→ **STATED EXERCISE**
Find "of the shirt" in the data below; transcribe the line it appears on and each line after it, exactly, to the end, and nothing else.

Records contained in a dataset:
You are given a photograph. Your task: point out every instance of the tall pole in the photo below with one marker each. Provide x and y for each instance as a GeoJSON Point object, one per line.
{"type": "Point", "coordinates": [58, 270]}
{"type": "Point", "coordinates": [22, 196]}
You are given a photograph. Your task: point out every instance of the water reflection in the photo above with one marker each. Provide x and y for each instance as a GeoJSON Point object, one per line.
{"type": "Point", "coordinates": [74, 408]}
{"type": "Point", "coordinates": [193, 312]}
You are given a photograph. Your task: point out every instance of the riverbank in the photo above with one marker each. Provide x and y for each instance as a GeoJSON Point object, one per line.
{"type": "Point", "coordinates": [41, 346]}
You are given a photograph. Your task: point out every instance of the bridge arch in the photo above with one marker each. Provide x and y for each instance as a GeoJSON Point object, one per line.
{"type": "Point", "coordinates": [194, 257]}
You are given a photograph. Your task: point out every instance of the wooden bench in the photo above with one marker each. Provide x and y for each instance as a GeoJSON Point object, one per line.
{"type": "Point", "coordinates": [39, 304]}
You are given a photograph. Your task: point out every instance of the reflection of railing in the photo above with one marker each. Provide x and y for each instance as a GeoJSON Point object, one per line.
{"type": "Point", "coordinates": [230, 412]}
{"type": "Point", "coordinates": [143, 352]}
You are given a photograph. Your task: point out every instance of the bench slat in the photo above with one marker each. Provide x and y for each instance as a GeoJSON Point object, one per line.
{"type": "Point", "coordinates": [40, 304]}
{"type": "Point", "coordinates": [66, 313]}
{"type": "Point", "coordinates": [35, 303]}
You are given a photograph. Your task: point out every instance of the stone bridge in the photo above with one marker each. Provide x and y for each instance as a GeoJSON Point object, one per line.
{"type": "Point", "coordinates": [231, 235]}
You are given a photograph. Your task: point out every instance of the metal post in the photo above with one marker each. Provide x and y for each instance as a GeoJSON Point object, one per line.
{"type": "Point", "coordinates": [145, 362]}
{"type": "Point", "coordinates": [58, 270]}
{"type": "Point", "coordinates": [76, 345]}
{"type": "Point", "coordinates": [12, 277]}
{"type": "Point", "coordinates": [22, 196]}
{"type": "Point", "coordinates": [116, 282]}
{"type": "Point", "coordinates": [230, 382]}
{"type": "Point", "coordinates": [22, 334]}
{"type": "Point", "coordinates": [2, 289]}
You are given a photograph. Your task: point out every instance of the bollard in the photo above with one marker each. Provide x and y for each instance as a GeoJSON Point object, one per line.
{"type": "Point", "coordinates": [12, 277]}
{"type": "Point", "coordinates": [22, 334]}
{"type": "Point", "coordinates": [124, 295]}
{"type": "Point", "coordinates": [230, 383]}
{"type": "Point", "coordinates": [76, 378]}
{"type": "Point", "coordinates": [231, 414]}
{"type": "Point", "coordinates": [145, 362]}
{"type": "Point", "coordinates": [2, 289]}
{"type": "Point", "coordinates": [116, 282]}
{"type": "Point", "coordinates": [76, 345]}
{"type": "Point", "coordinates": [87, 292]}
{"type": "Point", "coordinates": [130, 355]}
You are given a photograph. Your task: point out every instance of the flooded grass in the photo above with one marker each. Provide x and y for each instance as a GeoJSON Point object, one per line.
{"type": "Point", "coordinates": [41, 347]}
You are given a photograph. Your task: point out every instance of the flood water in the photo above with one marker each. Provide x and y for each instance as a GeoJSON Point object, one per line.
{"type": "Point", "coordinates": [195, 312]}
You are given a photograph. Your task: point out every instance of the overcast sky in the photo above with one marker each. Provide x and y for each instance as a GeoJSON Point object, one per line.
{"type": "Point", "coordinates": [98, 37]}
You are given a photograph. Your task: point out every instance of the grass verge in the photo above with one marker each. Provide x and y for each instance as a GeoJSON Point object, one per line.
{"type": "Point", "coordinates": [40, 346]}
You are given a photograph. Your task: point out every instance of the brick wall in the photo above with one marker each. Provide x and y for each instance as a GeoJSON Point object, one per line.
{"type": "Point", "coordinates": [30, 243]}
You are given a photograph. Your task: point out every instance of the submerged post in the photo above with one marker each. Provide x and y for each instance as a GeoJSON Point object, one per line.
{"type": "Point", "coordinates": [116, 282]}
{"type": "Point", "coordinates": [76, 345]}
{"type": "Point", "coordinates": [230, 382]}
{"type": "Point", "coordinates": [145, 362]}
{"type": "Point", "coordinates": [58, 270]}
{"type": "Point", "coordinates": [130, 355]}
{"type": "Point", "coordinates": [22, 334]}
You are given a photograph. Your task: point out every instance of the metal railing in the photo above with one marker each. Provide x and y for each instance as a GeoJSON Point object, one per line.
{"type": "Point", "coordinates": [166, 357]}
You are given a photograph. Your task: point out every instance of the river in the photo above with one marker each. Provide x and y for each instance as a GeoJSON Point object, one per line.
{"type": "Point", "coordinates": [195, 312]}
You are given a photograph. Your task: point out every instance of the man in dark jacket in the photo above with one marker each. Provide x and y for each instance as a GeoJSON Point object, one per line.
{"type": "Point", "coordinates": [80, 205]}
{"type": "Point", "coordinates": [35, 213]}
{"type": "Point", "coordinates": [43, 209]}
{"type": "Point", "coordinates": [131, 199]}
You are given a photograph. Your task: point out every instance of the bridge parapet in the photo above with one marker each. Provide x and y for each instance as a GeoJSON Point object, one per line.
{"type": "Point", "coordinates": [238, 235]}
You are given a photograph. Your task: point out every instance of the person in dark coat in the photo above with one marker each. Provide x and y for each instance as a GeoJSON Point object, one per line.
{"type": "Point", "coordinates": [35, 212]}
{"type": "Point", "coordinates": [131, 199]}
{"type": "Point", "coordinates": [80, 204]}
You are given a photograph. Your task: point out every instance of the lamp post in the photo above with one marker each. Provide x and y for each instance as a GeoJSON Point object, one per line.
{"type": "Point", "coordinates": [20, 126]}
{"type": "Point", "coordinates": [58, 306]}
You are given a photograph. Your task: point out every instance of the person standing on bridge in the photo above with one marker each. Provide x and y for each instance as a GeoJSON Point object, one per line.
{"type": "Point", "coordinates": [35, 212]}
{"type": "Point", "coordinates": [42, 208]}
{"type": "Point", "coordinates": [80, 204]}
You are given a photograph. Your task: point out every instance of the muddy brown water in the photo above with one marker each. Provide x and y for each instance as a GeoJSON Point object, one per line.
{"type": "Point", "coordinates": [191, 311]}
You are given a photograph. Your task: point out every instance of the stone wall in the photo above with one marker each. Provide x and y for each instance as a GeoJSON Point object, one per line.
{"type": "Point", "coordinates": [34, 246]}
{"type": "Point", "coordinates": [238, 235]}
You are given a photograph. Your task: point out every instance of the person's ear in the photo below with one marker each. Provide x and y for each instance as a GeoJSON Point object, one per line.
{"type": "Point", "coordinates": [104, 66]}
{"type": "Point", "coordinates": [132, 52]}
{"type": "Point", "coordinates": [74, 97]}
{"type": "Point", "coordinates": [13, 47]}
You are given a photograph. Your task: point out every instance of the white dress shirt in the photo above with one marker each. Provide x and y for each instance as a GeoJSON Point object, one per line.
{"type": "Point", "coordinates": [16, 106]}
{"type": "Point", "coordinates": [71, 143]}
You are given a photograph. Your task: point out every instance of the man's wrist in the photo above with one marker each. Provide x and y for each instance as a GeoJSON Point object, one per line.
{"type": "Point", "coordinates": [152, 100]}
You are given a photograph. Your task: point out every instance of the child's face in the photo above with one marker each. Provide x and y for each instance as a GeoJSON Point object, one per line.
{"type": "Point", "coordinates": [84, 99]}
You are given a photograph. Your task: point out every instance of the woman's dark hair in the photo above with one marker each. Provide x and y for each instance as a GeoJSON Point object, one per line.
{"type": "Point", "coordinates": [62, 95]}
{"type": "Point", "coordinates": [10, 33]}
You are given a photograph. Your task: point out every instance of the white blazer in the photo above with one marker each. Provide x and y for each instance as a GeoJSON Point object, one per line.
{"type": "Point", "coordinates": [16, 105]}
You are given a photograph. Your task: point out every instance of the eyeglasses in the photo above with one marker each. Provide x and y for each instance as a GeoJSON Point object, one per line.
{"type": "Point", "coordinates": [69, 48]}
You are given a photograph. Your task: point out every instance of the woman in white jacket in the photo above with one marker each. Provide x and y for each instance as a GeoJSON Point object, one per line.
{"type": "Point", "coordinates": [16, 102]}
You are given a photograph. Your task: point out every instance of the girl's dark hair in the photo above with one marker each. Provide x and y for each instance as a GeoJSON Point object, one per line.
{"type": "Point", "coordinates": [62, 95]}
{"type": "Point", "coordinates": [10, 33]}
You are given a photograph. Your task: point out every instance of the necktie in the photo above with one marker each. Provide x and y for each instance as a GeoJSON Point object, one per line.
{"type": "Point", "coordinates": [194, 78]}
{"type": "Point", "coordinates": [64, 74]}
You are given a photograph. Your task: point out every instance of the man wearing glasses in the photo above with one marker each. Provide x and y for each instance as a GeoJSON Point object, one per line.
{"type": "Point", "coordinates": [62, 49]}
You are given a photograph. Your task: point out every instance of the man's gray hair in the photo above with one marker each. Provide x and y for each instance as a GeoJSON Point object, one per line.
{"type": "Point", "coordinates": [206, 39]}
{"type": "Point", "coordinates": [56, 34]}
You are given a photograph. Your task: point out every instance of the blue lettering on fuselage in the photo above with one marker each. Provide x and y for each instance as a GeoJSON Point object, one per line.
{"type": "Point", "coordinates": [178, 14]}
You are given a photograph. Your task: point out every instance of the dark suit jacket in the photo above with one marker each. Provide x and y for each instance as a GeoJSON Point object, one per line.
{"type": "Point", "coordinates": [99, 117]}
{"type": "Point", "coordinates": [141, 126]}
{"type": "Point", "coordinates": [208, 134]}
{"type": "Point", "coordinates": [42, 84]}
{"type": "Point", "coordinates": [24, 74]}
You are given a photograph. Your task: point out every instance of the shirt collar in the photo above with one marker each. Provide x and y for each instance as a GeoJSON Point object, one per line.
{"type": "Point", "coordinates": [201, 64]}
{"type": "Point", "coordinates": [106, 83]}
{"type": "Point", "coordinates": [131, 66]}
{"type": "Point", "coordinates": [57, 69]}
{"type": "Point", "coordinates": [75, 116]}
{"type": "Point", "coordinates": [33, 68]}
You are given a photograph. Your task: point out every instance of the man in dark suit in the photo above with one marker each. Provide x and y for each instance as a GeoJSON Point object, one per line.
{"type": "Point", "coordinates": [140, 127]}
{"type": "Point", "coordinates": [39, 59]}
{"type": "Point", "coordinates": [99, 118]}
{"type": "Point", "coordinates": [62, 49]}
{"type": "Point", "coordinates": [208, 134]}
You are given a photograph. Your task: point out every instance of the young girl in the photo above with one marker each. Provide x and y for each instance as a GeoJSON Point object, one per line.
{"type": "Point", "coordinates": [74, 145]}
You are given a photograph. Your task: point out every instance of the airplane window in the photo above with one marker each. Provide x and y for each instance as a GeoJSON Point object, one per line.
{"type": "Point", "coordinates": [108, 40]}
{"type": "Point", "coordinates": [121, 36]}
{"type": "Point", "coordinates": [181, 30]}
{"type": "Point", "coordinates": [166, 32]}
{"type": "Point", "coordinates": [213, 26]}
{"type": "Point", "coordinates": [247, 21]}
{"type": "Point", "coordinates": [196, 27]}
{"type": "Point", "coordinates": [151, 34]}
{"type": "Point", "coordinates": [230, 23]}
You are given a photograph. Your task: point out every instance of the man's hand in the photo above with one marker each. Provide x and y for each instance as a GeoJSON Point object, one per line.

→ **FINAL ANSWER**
You are given a photograph. Your task: point out every instance of the shirt collar in the photo above with one marker each. Provide x and y for each instance as a GeoJSON Point object, one per line.
{"type": "Point", "coordinates": [201, 64]}
{"type": "Point", "coordinates": [106, 83]}
{"type": "Point", "coordinates": [131, 66]}
{"type": "Point", "coordinates": [57, 69]}
{"type": "Point", "coordinates": [75, 116]}
{"type": "Point", "coordinates": [33, 68]}
You are given a photograph. Your task: point out every instance of the man in dark suit in the photo above with one marker each. Provide x and y for each instance as a GeoJSON Point object, one per line.
{"type": "Point", "coordinates": [140, 127]}
{"type": "Point", "coordinates": [39, 59]}
{"type": "Point", "coordinates": [99, 118]}
{"type": "Point", "coordinates": [62, 49]}
{"type": "Point", "coordinates": [208, 134]}
You are given a photograph. Your task: point out every instance of the young girl in the photo above with one marker each. Provide x and y for each instance as a GeoJSON Point object, one per line.
{"type": "Point", "coordinates": [74, 145]}
You are given a photograph. Your task: point out every instance of the airplane window in the photo above with one marker each. Provide x and y for each instance as a GeoJSON Point object, one per line.
{"type": "Point", "coordinates": [108, 40]}
{"type": "Point", "coordinates": [121, 36]}
{"type": "Point", "coordinates": [181, 30]}
{"type": "Point", "coordinates": [166, 32]}
{"type": "Point", "coordinates": [213, 26]}
{"type": "Point", "coordinates": [247, 21]}
{"type": "Point", "coordinates": [196, 27]}
{"type": "Point", "coordinates": [151, 34]}
{"type": "Point", "coordinates": [230, 23]}
You are given a photograph. Your task: point out every instance of the man's hand in the photo above with one marker each. Provide x and y for each instance as a GeoJSON Point object, one per line.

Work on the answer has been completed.